## BEGIN Passage

3 Questions To... Axelle Lemaire


3 Questions To… Axelle Lemaire, a specialist in innovation and digital policies, former Minister in charge of Digital Affairs and Innovation in France from 2014 to 2017, now working as the Global Head of Terra Numerata, an open innovation platform developed by the strategy consulting firm Roland Berger.



1.

We often hear that Europe does not have anything like the GAFA or BATX. As a key player in the expansion of the French Tech movement, uniting the French digital startups worldwide, what should the European Union do to keep up with this race? Are there key initiatives that should be strongly supported?


It is often considered that the USA creates, China copies and the EU regulates. If you think of what the situation will be in five years, the new setup could be China as the country which creates, the USA as the regulating country and the EU both creating and regulating.


Regulatory challenges are now better understood at higher levels, with a more acute awareness of the dominant position occupied by the big tech players. Indeed, large technology companies have become so huge on the global market, and so present in our daily lives, that they might somehow be hindering innovation and access to market, thereby restricting open competition. Calls for change are more vocal, and even the USA are paying more attention to this situation. The trick will be to bring evidence of the value created through the collection and use of data outside of classic business models, and to relate competition issues to new horizontal and data-driven business models.


"Europe is better equipped to offer to businesses and citizens alike a trusted and secure digital environment than any other regions"

Antitrust regulation was historically well designed to address monopolistic or oligopolistic situation in the banking or energy sectors, but the rules need to be adapted to grab these new models. Europe has always been one step ahead when considering these matters. If one strongly believes that the future will develop through technology push, regulators will have to adapt and legislate in real-time, have companies open their APIs and share their data, and this new future implies deep structural changes for policy makers. But Europe is better equipped to offer to businesses and citizens alike a trusted and secure digital environment than any other regions, and that is a winning argument in the long run, as long as the competition remains free.

## END Passage
## BEGIN Extracted information

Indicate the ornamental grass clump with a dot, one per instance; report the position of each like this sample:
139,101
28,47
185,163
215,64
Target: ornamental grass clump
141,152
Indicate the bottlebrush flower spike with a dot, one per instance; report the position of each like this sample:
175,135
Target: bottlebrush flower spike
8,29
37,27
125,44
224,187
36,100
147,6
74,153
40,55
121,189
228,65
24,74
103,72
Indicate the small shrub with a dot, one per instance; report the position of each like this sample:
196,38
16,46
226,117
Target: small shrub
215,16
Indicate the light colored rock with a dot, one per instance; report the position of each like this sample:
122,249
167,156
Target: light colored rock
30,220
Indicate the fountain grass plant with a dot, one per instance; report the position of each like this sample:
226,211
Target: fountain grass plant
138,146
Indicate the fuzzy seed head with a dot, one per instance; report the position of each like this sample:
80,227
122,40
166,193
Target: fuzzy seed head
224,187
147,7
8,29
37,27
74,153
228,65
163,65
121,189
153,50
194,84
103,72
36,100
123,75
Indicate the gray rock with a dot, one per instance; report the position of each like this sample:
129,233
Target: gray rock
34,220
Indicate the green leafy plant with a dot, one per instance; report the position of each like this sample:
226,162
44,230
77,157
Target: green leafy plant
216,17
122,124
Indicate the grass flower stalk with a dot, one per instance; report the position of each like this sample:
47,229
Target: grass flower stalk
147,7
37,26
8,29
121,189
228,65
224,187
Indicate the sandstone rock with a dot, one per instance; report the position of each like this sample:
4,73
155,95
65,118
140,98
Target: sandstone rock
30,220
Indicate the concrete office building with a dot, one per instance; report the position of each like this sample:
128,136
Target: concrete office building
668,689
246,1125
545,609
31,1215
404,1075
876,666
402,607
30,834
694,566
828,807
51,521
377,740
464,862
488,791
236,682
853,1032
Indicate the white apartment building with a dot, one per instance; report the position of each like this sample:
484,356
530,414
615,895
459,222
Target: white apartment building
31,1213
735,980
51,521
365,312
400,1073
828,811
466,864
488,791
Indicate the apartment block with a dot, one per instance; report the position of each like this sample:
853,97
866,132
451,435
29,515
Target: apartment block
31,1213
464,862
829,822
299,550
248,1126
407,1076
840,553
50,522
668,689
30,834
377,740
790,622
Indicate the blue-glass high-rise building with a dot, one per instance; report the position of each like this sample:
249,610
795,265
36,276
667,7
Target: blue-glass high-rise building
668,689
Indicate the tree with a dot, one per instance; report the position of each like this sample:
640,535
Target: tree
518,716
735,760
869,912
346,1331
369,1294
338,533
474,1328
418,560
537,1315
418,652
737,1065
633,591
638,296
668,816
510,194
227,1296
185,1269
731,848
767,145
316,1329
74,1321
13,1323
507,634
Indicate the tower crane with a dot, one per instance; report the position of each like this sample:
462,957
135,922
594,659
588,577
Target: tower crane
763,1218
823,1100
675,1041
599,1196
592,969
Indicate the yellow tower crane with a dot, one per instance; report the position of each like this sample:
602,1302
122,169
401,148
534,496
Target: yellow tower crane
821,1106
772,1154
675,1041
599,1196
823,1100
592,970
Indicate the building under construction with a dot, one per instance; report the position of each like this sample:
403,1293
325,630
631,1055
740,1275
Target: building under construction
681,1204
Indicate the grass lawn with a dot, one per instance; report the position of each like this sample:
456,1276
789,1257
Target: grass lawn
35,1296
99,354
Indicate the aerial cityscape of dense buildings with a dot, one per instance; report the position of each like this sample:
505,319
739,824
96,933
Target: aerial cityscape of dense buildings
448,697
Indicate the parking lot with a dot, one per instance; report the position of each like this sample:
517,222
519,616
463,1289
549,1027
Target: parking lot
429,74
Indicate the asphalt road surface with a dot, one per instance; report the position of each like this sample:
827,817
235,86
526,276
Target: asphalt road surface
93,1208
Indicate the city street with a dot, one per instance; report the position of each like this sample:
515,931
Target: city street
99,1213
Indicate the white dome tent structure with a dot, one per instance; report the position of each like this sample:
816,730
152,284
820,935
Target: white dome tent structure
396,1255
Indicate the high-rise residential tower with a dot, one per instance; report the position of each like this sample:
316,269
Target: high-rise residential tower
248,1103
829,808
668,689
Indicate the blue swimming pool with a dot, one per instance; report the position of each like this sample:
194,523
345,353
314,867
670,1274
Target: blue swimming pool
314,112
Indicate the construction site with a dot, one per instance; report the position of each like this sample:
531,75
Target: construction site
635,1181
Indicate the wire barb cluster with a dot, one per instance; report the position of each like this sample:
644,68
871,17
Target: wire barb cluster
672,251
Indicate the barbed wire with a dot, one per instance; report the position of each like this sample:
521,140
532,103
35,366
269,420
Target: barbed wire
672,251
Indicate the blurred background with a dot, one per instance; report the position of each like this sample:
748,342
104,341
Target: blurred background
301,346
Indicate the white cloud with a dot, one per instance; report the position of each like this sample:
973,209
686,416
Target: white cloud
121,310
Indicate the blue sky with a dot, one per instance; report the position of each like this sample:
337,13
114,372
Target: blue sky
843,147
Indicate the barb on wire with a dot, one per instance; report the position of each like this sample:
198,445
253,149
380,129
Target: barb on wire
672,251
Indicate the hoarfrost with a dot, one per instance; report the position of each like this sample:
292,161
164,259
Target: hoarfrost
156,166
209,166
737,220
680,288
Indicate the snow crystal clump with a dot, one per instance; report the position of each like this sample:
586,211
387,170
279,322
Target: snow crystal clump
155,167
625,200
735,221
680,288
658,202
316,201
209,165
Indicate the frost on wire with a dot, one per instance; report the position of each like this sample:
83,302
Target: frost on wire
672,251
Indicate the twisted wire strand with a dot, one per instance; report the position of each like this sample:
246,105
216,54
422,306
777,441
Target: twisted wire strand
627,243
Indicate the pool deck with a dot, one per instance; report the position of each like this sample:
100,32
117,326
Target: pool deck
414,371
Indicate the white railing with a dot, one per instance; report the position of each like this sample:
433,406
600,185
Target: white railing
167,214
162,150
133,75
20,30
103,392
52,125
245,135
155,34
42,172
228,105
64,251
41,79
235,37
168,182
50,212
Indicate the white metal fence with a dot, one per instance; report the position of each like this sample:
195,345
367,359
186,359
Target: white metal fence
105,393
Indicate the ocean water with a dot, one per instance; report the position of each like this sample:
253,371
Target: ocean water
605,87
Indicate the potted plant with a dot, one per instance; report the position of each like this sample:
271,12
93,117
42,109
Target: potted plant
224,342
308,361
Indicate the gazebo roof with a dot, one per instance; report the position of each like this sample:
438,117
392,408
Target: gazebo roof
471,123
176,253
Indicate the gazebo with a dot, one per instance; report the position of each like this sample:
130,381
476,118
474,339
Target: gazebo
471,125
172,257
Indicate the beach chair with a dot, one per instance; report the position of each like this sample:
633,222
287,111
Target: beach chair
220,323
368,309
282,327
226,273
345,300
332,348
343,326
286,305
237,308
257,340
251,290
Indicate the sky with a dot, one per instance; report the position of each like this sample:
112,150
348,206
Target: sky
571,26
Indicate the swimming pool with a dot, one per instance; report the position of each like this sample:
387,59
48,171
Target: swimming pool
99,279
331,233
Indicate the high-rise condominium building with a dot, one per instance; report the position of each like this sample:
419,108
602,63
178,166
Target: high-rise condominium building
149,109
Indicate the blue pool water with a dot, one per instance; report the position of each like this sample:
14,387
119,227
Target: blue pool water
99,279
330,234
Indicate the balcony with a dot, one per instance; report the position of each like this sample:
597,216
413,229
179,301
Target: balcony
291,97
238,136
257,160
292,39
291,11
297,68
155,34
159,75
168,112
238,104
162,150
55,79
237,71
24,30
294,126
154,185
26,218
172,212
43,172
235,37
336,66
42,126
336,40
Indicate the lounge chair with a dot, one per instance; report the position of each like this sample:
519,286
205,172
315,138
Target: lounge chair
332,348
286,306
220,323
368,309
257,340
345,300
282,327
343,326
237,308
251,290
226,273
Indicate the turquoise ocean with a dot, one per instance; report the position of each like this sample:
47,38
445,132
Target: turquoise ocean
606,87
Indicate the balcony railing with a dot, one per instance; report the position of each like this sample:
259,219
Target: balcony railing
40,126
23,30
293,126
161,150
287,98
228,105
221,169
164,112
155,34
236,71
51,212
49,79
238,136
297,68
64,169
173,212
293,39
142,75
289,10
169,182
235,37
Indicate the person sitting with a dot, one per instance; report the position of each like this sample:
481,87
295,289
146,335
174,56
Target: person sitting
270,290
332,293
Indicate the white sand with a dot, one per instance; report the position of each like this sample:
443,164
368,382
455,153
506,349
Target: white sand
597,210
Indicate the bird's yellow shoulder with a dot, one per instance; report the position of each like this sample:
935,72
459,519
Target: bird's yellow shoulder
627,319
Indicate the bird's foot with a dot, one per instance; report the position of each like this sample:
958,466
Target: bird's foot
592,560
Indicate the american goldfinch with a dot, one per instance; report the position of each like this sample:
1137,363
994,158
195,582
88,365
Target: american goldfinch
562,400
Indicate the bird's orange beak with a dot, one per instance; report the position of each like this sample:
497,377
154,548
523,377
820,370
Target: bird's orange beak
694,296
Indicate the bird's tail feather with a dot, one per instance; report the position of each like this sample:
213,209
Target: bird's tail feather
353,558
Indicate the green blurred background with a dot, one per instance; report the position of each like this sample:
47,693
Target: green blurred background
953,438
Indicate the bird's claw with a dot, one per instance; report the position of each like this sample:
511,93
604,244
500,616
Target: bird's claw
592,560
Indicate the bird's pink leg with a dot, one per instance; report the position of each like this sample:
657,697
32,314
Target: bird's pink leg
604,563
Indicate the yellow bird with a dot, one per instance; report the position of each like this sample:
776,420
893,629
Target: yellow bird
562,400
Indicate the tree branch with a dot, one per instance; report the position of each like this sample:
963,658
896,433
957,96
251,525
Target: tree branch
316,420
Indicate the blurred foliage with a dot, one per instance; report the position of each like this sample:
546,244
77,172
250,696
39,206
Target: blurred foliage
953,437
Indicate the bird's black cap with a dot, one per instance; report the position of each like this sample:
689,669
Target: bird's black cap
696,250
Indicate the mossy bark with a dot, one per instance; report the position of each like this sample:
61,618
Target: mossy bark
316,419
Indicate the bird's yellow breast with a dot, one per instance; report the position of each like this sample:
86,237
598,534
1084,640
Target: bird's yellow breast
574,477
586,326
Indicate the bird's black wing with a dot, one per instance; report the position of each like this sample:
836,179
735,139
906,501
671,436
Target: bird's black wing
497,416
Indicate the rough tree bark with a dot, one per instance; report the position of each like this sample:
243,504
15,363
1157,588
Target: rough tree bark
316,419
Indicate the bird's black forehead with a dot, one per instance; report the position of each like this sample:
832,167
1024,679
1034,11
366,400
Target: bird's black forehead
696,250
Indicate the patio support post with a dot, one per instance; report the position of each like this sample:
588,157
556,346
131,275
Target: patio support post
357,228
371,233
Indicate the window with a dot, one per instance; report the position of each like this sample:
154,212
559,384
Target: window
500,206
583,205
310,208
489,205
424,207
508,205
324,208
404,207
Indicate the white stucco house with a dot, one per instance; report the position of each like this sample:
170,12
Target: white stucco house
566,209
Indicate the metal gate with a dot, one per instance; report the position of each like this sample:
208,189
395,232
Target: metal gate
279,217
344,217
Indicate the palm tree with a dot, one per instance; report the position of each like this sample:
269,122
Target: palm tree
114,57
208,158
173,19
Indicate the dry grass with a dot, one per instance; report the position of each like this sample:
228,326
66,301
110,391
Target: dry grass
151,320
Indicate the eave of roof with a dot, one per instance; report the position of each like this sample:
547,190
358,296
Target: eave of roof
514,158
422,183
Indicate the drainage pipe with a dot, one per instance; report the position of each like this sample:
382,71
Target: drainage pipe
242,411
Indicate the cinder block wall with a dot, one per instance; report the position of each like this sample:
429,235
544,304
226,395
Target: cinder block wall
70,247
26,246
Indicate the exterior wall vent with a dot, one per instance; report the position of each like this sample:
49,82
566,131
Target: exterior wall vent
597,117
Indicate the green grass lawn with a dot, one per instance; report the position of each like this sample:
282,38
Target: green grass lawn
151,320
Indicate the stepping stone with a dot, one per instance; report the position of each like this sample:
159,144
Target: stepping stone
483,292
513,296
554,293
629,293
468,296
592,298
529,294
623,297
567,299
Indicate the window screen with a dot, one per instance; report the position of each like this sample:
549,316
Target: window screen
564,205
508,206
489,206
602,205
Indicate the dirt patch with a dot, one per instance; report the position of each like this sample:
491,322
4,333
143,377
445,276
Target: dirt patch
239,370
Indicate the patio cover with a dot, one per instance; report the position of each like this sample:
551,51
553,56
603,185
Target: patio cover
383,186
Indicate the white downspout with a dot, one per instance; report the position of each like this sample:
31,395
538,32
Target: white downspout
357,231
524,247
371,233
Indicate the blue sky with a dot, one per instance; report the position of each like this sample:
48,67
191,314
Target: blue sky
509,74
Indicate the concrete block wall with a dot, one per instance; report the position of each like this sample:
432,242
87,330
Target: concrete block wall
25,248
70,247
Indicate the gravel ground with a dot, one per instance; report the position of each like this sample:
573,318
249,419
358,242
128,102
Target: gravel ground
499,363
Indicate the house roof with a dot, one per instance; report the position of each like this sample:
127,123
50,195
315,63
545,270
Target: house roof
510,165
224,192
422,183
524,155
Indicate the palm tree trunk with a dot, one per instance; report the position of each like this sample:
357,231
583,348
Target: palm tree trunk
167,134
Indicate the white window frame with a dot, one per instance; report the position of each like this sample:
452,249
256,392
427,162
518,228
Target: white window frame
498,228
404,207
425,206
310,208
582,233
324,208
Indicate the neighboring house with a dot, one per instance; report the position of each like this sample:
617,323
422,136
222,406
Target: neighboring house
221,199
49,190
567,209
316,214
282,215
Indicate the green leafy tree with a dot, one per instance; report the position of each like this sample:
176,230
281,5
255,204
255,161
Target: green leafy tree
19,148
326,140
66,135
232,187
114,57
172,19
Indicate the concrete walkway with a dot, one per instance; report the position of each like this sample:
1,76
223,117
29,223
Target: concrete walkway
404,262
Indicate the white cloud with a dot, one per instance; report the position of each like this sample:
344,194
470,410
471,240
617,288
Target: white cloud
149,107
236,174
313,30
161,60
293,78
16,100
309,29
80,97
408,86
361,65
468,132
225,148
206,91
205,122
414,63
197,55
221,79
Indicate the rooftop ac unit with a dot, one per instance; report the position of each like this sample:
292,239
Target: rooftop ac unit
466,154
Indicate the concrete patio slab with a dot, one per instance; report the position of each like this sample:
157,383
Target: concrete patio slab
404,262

## END Extracted information

- [Requirement 1]:
Copy the Axelle Lemaire interview word for word from "3 Questions To…" to "firm Roland Berger.".
- [Requirement 2]:
Pick up the Axelle Lemaire interview on European digital policy right after its final sentence and keep it going.

- [Written answer 1]:
3 Questions To… Axelle Lemaire, a specialist in innovation and digital policies, former Minister in charge of Digital Affairs and Innovation in France from 2014 to 2017, now working as the Global Head of Terra Numerata, an open innovation platform developed by the strategy consulting firm Roland Berger.

- [Written answer 2]:
Against this background, there still can be room for the emergence of new players, which is good news for European companies. I am optimistic for new startups to flourish, following the example of the increasing number of unicorns in France, getting from 1 to 8 unicorns in recent years.


However, the real question is: what moves do we want to make at the European level to leverage this trend harmoniously? My number one recommendation would be to invest in research and long-term projects rather than back private investment only with a short-sighted obsession on quick return on investment. Breakthrough innovations usually come from research labs or entrepreneurs who are former or present researchers. This is our strongest asset in Europe, a continent where research, innovation and education are increasingly linked.


2.

Data is a key driver in the digital transformation. However, central administrations, local authorities and public agencies generate important volume of information that most often remain unused due to a lack of data strategy and suitable resources. To overcome this, the French Digital Republic Bill was passed in 2016 (named after you: Lemaire’s law!) and introduced the principle of open data by default. This legislation is now applicable to the entire public sector in France, including every local authority with more than 3,500 inhabitants. Is this enough to guarantee that open data creates value?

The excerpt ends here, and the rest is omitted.